[Part of a data file]
** Start **

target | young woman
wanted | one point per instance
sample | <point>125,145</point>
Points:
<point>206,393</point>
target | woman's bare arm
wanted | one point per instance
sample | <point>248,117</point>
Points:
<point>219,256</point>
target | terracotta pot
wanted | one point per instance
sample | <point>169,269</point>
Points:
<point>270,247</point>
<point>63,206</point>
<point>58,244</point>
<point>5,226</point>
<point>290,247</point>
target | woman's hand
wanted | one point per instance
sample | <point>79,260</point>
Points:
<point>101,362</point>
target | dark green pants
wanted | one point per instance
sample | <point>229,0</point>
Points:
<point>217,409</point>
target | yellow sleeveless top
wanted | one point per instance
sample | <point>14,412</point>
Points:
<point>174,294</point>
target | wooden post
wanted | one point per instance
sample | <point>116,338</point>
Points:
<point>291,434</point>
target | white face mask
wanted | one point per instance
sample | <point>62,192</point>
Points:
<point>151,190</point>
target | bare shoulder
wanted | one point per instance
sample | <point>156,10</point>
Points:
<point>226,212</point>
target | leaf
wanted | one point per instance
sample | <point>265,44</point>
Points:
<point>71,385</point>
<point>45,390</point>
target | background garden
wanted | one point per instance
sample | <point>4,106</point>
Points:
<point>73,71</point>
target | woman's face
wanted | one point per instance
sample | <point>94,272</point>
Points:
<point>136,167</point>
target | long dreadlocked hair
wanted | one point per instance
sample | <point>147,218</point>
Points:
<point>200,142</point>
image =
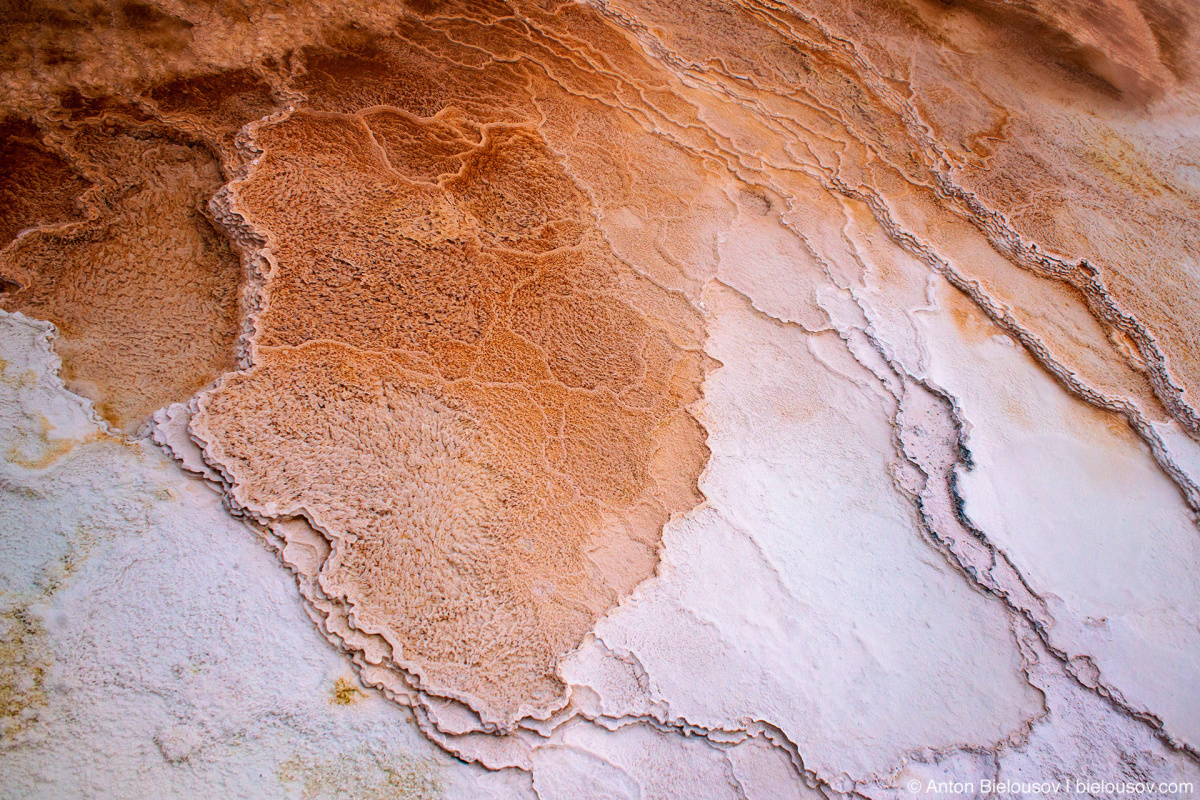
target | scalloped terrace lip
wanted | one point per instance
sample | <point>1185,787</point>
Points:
<point>703,400</point>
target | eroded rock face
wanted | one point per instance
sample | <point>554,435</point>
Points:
<point>659,400</point>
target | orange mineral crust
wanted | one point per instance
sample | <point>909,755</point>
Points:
<point>462,389</point>
<point>145,290</point>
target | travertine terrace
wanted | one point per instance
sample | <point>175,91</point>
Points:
<point>618,398</point>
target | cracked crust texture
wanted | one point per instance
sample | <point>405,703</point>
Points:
<point>427,292</point>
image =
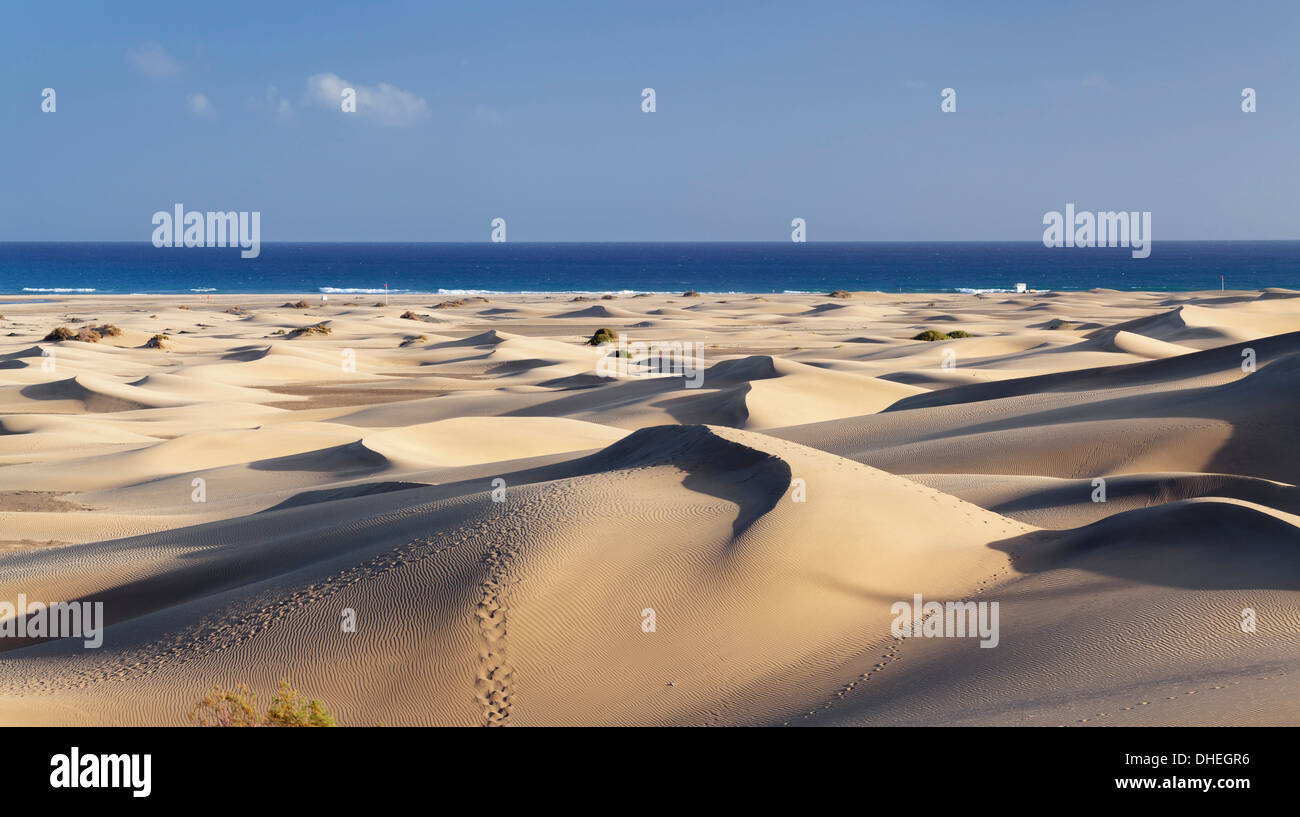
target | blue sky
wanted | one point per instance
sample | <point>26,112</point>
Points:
<point>765,112</point>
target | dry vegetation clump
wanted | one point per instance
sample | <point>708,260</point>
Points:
<point>934,334</point>
<point>238,707</point>
<point>602,336</point>
<point>310,331</point>
<point>60,333</point>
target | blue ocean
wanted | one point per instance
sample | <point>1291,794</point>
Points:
<point>481,268</point>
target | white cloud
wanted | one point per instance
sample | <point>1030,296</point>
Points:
<point>384,104</point>
<point>152,60</point>
<point>486,113</point>
<point>200,107</point>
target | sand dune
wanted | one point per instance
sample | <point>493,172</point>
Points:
<point>527,539</point>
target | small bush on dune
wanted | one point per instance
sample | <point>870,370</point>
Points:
<point>602,336</point>
<point>310,331</point>
<point>238,707</point>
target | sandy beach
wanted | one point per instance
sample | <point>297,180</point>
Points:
<point>523,540</point>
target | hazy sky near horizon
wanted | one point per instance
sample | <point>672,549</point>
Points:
<point>765,112</point>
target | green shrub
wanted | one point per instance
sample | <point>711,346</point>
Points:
<point>238,707</point>
<point>602,336</point>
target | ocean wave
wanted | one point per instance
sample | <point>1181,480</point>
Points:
<point>969,290</point>
<point>358,290</point>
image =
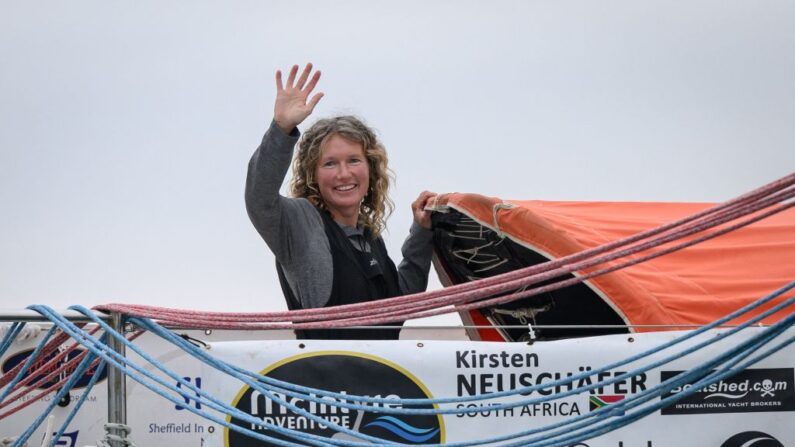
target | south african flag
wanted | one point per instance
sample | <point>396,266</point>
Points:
<point>600,400</point>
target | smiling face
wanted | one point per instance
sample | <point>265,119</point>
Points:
<point>343,178</point>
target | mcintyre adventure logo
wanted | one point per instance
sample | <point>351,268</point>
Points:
<point>345,373</point>
<point>750,390</point>
<point>752,439</point>
<point>36,367</point>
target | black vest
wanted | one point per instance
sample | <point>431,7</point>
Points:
<point>358,277</point>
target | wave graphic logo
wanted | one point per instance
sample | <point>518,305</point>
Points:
<point>403,429</point>
<point>347,374</point>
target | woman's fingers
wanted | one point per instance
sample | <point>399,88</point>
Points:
<point>312,82</point>
<point>315,99</point>
<point>291,76</point>
<point>304,76</point>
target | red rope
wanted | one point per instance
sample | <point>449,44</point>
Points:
<point>71,365</point>
<point>430,303</point>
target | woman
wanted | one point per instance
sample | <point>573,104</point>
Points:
<point>326,238</point>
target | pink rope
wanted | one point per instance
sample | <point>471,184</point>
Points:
<point>417,305</point>
<point>71,365</point>
<point>49,365</point>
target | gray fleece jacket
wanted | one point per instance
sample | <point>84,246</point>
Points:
<point>293,228</point>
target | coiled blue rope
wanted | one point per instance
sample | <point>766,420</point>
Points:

** End **

== Your instructions ==
Reproduce the records from the start through the line containing "<point>290,247</point>", with every line included. Multiply each coordinate in the answer points by 1.65 and round to a whole number, with halves rounded up. Leave the sample points and all other lines unchanged.

== Answer to the problem ==
target | young woman
wanted | one point per instance
sample | <point>125,145</point>
Points:
<point>340,648</point>
target | woman's bare arm
wanted | one point per instance
sample | <point>248,117</point>
Points:
<point>361,422</point>
target | terracotta pot
wanted | one point per instance
sample | <point>169,269</point>
Points:
<point>446,408</point>
<point>104,340</point>
<point>96,403</point>
<point>8,373</point>
<point>479,408</point>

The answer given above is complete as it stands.